WORK TO DO.
Answer from the text on translation storage strategies, one answer per line, marked to match:
(a) Which Mobility backend implements the default strategy?
(b) What gem does the text name as implementing the serialized approach?
(c) What type must the keys and values of an Hstore hash be?

In practice, there are some other issues that need to be handled to make this work effectively, but done correctly this strategy has some notable benefits:
- No more migrations (after the first one), so an application can quickly add new translated models.
- As with Strategy 2, no extra effort to add new locales.
- Relatively efficient in terms of storage, in the sense that we only create records for translations in locales where they actually exist. However, since each attribute translation gets a row in the table, for multiple attributes on a single translation table, Strategy 2 may be more space efficient since it stores translated attributes together in a single row.
Now for the disadvantages:
- The join complexity described in the last section is even worse now, because we have to join every attribute separately when searching for matches. This is quite tricky but can be done. I’ll probably write about this in a future post.
- Since we have each attribute stored separately (as a key/value pair) it becomes trickier to maintain our database in a consistent state. For example, if we remove a model, its translations will remain in the translations table(s) unless we explicitly remove them. Likewise, if we decide to rename a translated attribute, we may end up with translations for the previous attribute name leftover in the table.
Despite these disadvantages, I consider this strategy to be applicable to
the widest variety of situations. It is the default strategy in Mobility,
implemented as the :key_value
backend.
Strategy 4: Serialized Data
Yet another set of strategies take the approach of jamming all the translations for an attribute into a single column. The first strategy following this approach is one which serializes translations as a hash and stores it on a text column.
At the model layer, this is pretty trivial in Rails:
class Post < ActiveRecord::Base serialize :title_translations, Hash end post = Post.new post.title_translations = { "en" => "Translating with Mobility" } post.save
We can now fetch translations simply by fetching the value for the key matching a given locale:
post.title_translations["en"] #=> "Translating with Mobility"
This strategy has the obvious advantage of simplicity: all our translations are stored together on the attribute column. Like the model translations and key-value strategies, locale scalability is not an issue since we can just add new hash keys as we need them.
In addition, no additional migrations are necessary; simply adding a text column to every model for each translated attribute is enough to support any number of translations.
Despite these advantages, the serialized approach is not generally recommended, for the key reason that querying on serialized data is not possible. Indeed, Rails itself has discouraged the use of serialized attributes in favour of database-specific storage solutions (described below).
Nonetheless, there are valid use cases for this strategy. One gem that implements this approach is Multilang.
Mobility supports this strategy with its :serialized
backend.
Strategy 5/6: PostgreSQL Hstore/Jsonb
The last two strategies, Hstore and jsonb, require the use of PostgreSQL as your database. Hstore columns store depth-1 hashes, where keys and values of the hash must be of string type. Jsonb (“binary json”) columns store data in JSON format, which supports a much broader range of primitives (strings, numbers, booleans and null) as well as arrays, and unlimited depth. Jsonb is generally preferred over Hstore since it is more flexible.

DATA SECTION.
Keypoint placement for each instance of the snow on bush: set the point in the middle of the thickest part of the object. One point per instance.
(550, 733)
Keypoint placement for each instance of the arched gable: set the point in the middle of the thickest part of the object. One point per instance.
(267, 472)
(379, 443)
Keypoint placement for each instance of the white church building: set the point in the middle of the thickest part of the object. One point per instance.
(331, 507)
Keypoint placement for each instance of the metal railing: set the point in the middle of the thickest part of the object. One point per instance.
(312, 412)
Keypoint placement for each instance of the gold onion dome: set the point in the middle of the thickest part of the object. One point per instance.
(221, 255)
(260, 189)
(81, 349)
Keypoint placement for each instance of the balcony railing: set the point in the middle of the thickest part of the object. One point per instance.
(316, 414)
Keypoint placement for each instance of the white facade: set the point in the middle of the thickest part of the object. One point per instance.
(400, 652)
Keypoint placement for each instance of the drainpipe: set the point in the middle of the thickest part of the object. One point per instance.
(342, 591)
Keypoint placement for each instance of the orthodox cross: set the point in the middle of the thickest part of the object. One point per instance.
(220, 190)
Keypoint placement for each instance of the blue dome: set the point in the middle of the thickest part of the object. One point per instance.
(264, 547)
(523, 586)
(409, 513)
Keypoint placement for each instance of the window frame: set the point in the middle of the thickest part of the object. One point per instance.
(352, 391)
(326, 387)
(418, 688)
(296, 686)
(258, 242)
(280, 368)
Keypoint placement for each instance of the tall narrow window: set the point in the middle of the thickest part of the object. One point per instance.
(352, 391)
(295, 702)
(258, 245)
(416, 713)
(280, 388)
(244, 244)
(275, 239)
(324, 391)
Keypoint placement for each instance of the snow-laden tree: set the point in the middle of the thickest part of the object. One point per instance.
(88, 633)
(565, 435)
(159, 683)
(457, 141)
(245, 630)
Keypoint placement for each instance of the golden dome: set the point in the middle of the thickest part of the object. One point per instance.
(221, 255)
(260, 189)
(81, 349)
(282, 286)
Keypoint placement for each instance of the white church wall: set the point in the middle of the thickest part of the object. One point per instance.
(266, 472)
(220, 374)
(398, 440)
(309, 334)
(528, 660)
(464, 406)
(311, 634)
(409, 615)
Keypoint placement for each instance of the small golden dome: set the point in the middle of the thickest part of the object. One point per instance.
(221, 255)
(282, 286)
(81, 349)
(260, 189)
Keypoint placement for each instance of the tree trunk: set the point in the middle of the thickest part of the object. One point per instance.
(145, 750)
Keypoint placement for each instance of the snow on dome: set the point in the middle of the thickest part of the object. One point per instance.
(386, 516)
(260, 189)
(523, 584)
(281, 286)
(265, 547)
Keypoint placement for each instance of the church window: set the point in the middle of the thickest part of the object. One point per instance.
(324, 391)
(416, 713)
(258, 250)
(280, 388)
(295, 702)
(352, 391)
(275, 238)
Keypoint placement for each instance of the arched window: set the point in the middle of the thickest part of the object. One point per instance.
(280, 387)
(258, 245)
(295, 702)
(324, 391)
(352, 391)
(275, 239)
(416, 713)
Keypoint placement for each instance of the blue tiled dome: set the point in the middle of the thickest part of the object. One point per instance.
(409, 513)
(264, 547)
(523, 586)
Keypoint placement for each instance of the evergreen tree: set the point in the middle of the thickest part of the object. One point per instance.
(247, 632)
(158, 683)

CORRECT RESPONSE.
(a) The :key_value backend.
(b) Multilang.
(c) String type.